# Data items

-- Begin --

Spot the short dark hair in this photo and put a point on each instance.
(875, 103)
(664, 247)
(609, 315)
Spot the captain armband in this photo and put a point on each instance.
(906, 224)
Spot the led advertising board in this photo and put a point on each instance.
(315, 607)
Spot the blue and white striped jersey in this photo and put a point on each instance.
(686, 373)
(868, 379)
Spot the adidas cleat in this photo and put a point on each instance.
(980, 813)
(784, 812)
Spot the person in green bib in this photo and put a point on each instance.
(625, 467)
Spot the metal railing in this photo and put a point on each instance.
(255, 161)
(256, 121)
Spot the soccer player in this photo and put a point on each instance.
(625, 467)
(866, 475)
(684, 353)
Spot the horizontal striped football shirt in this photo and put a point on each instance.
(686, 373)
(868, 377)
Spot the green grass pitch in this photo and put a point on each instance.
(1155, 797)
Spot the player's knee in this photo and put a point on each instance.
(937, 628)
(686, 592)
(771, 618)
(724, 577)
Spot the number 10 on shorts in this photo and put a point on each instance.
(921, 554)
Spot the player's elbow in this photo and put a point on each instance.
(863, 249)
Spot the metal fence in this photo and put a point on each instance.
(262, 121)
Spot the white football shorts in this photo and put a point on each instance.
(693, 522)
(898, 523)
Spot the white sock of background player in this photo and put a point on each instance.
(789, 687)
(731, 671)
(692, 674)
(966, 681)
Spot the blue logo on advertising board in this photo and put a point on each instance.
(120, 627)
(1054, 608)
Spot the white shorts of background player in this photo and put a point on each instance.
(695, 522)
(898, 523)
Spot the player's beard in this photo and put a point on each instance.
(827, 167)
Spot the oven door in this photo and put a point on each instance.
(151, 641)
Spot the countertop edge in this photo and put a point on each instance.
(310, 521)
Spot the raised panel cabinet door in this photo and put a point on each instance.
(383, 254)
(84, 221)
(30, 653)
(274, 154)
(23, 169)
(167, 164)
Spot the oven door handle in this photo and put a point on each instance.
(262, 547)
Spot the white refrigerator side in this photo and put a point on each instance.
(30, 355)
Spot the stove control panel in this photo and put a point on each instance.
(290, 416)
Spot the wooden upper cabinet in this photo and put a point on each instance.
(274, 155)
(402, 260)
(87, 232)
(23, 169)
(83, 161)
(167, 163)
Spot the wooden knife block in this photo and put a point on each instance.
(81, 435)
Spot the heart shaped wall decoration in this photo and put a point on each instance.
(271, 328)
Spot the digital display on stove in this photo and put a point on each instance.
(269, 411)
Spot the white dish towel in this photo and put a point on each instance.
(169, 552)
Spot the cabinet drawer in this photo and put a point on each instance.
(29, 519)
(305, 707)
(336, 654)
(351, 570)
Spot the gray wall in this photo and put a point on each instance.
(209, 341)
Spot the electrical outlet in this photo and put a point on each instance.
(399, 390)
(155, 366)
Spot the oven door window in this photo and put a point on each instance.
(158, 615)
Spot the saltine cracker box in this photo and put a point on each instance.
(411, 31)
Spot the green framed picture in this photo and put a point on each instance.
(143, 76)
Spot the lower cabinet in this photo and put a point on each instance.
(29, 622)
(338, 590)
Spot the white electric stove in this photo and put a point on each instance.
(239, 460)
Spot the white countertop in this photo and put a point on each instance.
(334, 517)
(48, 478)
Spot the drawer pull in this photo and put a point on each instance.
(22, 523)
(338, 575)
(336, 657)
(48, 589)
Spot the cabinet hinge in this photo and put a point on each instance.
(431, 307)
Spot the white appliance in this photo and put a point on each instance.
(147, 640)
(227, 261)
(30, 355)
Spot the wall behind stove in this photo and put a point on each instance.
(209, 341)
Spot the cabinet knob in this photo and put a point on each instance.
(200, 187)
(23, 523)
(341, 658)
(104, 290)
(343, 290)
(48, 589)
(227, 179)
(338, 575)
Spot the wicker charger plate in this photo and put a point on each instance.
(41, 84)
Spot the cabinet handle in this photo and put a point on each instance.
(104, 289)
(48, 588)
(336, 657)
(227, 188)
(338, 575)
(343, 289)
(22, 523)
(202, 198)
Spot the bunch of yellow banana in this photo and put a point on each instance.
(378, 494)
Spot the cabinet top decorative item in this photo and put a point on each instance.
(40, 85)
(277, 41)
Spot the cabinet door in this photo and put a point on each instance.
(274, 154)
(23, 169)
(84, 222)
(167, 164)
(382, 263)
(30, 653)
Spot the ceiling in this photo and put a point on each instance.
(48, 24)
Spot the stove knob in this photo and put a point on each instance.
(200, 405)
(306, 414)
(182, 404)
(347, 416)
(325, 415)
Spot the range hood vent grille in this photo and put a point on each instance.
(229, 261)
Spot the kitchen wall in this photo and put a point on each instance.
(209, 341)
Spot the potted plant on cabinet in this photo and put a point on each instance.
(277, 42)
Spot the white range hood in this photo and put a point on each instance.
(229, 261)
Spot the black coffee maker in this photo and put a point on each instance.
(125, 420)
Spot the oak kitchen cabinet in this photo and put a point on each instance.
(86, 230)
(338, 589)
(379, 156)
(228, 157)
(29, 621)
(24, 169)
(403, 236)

-- End --

# YOUR OBJECTIVE
Transcribe all lines as written.

# RESPONSE TO THIS TASK
Spot the short dark hair in this photo and put a point on each instance.
(875, 103)
(664, 247)
(609, 315)
Spot the captain armband in this photo and put a point on each instance.
(906, 224)
Spot the led advertising board in this photo and put a point on each instance.
(315, 607)
Spot the blue and white striped jersey in this photo and put a point on each instance.
(686, 373)
(868, 379)
Spot the adidas cleat in this photo and put a point on each instance.
(980, 813)
(784, 812)
Spot the person in green bib in this photo and put a point on each instance.
(625, 467)
Spot the metal railing in this photo and put a point on each instance.
(255, 161)
(256, 121)
Spot the soccer player in this photo and put a point on each instance.
(625, 467)
(866, 475)
(684, 353)
Spot the horizontal striped football shirt in this photo and put a point on each instance.
(686, 373)
(868, 377)
Spot the green grass pitch in this photo and put a point on each instance.
(1155, 797)
Spot the player's knee in this photo and put a point on each instance.
(937, 628)
(686, 592)
(771, 618)
(724, 577)
Spot the number 10 on shorts in this photo and put a point on each instance.
(921, 554)
Spot the player's elbow in this photo and put a point on each instance.
(863, 249)
Spot the metal fence in this photo and put a point on each instance.
(262, 121)
Spot the white football shorts in this photo and put a point on each instance.
(693, 522)
(898, 523)
Spot the white sock of background player in this photo and put a point on each instance.
(789, 687)
(731, 671)
(692, 674)
(966, 681)
Spot the blue logo on advertising board in this photo and put a point on each instance.
(120, 627)
(1054, 608)
Spot the white shorts of background player in this photo and put a point on each instance.
(695, 522)
(898, 523)
Spot the player's beard in this photo and put a point on each instance.
(827, 167)
Spot the oven door in this photo and put a point on each instance.
(151, 641)
Spot the countertop edge in this photo and put a point on each instance.
(310, 521)
Spot the raised panel cabinet door in this photo and put a point on each instance.
(383, 254)
(84, 221)
(30, 653)
(274, 154)
(23, 169)
(167, 164)
Spot the oven door handle in this photo and put a point on each instance.
(262, 547)
Spot the white refrigerator side in this photo and put a point on each instance.
(30, 355)
Spot the stove control panel in this photo and put a point on each instance.
(290, 416)
Spot the wooden upper cabinet in this photo and put a point on each instance.
(274, 155)
(402, 260)
(87, 232)
(23, 169)
(83, 161)
(167, 163)
Spot the wooden knife block in this photo and put a point on each instance.
(81, 435)
Spot the heart shaped wall decoration in this photo and put a point on each instance.
(271, 328)
Spot the digital display on stove in this photo and put a point on each instance.
(269, 411)
Spot the white dish towel in this photo and put a point on each instance.
(169, 552)
Spot the cabinet drawer in this photo and put a point on each instance.
(29, 519)
(305, 707)
(336, 654)
(351, 570)
Spot the gray wall in this photo and put a point on each instance.
(209, 341)
Spot the electrical outlet in this photo and put a point on each instance.
(399, 390)
(155, 366)
Spot the oven door window in this photo and put a point on each instance.
(158, 615)
Spot the saltine cracker box in this photo and put a point on each instance.
(411, 31)
Spot the green framed picture in this photo and put a point on each instance.
(143, 76)
Spot the lower cabinet in this photo and put a point on each instance.
(29, 622)
(338, 590)
Spot the white electric stove in this photo and put a point on each instance.
(239, 460)
Spot the white countertop in this photo and put a point on each instance.
(334, 517)
(48, 478)
Spot the drawer pull in this photo and put a point on each instance.
(22, 523)
(338, 575)
(336, 657)
(48, 589)
Spot the cabinet hinge in this photo and put a point on each instance.
(431, 307)
Spot the white appliance in this photo and put a point on each instance.
(147, 640)
(227, 261)
(30, 355)
Spot the wall behind stove in this photo and put a point on each instance.
(209, 341)
Spot the cabinet knob in this photo and put a point on each instance.
(200, 187)
(23, 523)
(341, 658)
(104, 290)
(343, 290)
(48, 589)
(227, 179)
(338, 575)
Spot the wicker charger plate in this photo and put a point on each instance.
(41, 84)
Spot the cabinet handle in this photo and put a point on each instance.
(104, 289)
(48, 588)
(336, 657)
(227, 188)
(338, 575)
(343, 289)
(22, 523)
(202, 198)
Spot the bunch of yellow banana in this photo and put a point on each instance.
(378, 494)
Spot the cabinet top decorative item in this photo and put a point on each instance.
(40, 85)
(277, 41)
Spot the cabinet door in this photo and put a point on each instance.
(274, 154)
(23, 169)
(84, 222)
(167, 164)
(382, 263)
(30, 653)
Spot the ceiling in this photo and put a point on each instance.
(48, 24)
Spot the stove knob in this photo and put a point on each instance.
(200, 405)
(306, 414)
(182, 404)
(347, 416)
(325, 415)
Spot the range hood vent grille in this photo and put a point on each instance.
(229, 261)
Spot the kitchen wall in this photo and put a point on each instance.
(209, 341)
Spot the potted plant on cabinet in this photo and put a point on each instance.
(277, 42)
Spot the white range hood in this photo and put a point on each instance.
(229, 261)
Spot the black coffee maker in this photo and put a point on each instance.
(125, 420)
Spot the oak kitchen cabinet in this photo and put a point on each instance.
(86, 230)
(338, 589)
(379, 156)
(228, 157)
(29, 621)
(24, 169)
(403, 236)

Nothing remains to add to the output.